[START Source passage]
As a writer it does make me sad to see the piles of half-off and similarly discounted beautiful novels lying on those tables. It’s not that the leading bookstores are being kind or generous, they simply want to get rid of those little gems. I think how I would feel (heartbroken, inconsolable) if one of those novels were ones that I had spent years of my life (and soul) working on.
Then I think about my very limited bank balance and I have to be grateful for these small mercies. However, there is one benefit to the discount cull. It leads to amazing discovers. You find a hidden treasure in the dusty stacks of forgotten lore. This is how I happened upon Kate Morton. Two novels for 10 bucks. Even if they were crap, it wasn’t a real gamble. I took the pretty pieces home and placed them on my bookcase where they were promptly forgotten in the midst of business.
A few months later I noticed the same book on my mother’s case. She thought they were interesting and I was reminded of my own copies. Newly intrigued, I went home and took out that first big tome and started. I couldn’t put it down. “The House at Riverton” also known as “The Shifting Fog” in some countries. I was enthralled. I read straight on to the next one. When I was finished with them both, I was hungry for more. Since then, I buy her books as soon as they are released and at full price.
I guess the moral of the story is that the reduced price was like a taster platter, where I paid a respectable price if I wanted more.
Many years ago when life seemed simple (also known as the 80s), I was laying on the loungeroom floor getting sucked into a black and white film the likes of which I’d never experienced. It was my first viewing of Great Expectations. I was afraid with Pip when he entered the moors and came across an escaped criminal. I felt his rejection when Estella refused to give him the time of day. However, I was repulsed and enthralled when Miss Havisham showed Pip the moldy Wedding Breakfast, taking over the once resplendent room for what I could only imagine was decades.
This was the image I took away from my introduction to Charles Dickens. This was how he captured my attention. The hideous moment of pain in a person’s life that is usually buried where no access is granted. It was there visible in Satis House, a shrine for the life not lived and a heart turned to stone. This Havisham character was something I’d never come across in modern literature or television. She was grotesque but magnificent.
I guess my imagination is not the only one to have been capured by her untold pain. In the novel “Havisham”, written by Ronald Frame, we’re given a possible account of the life of Catherine Havisham. I’m not entirely sure I enjoyed this version of events. There didn’t really seem to be a driving force behind it. I loved the writing, it was beautiful and flowing. By its very essence, however, anyone who knows this character can get a good idea of what the outcome will be within the first few chapters.
[END Source passage]
> **Aim of the task**
Please answer these questions from the passage on books above:
1. How much did the two Kate Morton novels cost together?
2. What is "The House at Riverton" called in some countries?
3. Who wrote the novel "Havisham"?
[START Data listing]
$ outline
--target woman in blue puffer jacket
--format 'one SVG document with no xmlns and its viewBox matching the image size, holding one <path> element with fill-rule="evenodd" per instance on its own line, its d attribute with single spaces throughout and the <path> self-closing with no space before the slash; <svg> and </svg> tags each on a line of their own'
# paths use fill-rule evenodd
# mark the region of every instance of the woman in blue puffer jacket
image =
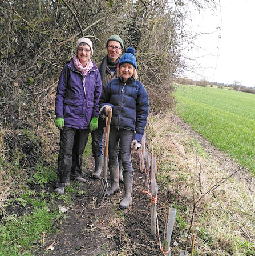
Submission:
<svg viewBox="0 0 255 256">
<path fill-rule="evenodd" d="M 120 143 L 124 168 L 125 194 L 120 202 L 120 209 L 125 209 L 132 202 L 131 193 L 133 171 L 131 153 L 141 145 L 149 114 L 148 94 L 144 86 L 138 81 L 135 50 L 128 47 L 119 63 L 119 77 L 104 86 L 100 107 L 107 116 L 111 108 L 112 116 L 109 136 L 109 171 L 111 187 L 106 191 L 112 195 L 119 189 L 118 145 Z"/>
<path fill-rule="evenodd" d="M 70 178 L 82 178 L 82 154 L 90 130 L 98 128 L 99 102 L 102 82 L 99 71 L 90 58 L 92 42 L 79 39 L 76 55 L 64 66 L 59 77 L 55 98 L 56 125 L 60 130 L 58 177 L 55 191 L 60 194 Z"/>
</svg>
[END Data listing]
[START Data listing]
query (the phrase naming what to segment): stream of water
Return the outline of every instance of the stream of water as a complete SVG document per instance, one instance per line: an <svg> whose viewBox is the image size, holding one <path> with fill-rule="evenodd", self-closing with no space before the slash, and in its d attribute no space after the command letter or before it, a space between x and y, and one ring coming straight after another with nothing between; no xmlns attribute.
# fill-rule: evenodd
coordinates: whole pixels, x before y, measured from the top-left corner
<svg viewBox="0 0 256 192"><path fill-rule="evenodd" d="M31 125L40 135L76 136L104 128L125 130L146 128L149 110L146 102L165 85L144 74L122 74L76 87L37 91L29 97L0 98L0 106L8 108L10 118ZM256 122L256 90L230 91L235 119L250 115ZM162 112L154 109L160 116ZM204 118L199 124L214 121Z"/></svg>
[END Data listing]
[START Data listing]
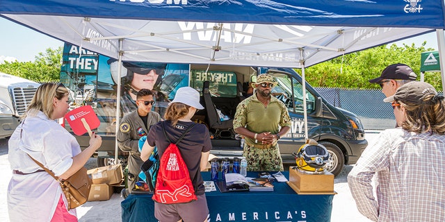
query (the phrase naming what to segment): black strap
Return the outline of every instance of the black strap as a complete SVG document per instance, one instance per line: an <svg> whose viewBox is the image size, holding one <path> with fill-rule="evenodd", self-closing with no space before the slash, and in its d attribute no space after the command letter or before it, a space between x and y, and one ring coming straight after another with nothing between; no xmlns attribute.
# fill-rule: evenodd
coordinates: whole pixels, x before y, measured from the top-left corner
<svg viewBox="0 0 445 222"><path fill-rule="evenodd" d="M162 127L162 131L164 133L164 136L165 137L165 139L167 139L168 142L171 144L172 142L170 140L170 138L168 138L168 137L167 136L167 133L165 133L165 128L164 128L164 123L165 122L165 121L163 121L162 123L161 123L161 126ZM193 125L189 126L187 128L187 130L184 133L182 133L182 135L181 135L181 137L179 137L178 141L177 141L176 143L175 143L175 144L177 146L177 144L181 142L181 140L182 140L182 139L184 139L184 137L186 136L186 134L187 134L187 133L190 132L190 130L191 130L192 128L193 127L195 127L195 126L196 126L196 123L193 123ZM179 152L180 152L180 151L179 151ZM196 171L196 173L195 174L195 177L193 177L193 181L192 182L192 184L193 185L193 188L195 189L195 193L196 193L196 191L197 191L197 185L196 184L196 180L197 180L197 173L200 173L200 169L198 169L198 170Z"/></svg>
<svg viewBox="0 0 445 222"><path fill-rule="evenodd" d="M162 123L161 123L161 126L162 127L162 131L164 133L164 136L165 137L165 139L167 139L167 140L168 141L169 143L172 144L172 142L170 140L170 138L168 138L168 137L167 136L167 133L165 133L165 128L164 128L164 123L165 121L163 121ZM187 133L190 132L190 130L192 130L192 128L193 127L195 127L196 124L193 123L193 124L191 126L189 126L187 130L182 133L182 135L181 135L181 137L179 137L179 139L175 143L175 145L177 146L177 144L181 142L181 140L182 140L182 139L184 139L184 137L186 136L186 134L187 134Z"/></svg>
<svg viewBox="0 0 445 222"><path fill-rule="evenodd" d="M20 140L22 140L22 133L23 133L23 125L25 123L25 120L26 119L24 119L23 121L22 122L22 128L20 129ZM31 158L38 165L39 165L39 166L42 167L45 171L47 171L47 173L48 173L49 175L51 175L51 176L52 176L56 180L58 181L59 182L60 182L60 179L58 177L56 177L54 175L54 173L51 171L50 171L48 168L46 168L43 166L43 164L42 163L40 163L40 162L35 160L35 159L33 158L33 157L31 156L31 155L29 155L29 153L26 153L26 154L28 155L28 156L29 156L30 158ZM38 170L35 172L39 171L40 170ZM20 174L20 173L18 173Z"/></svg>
[END Data listing]
> **Worked answer**
1. 10 bucks
2. "The Shifting Fog"
3. Ronald Frame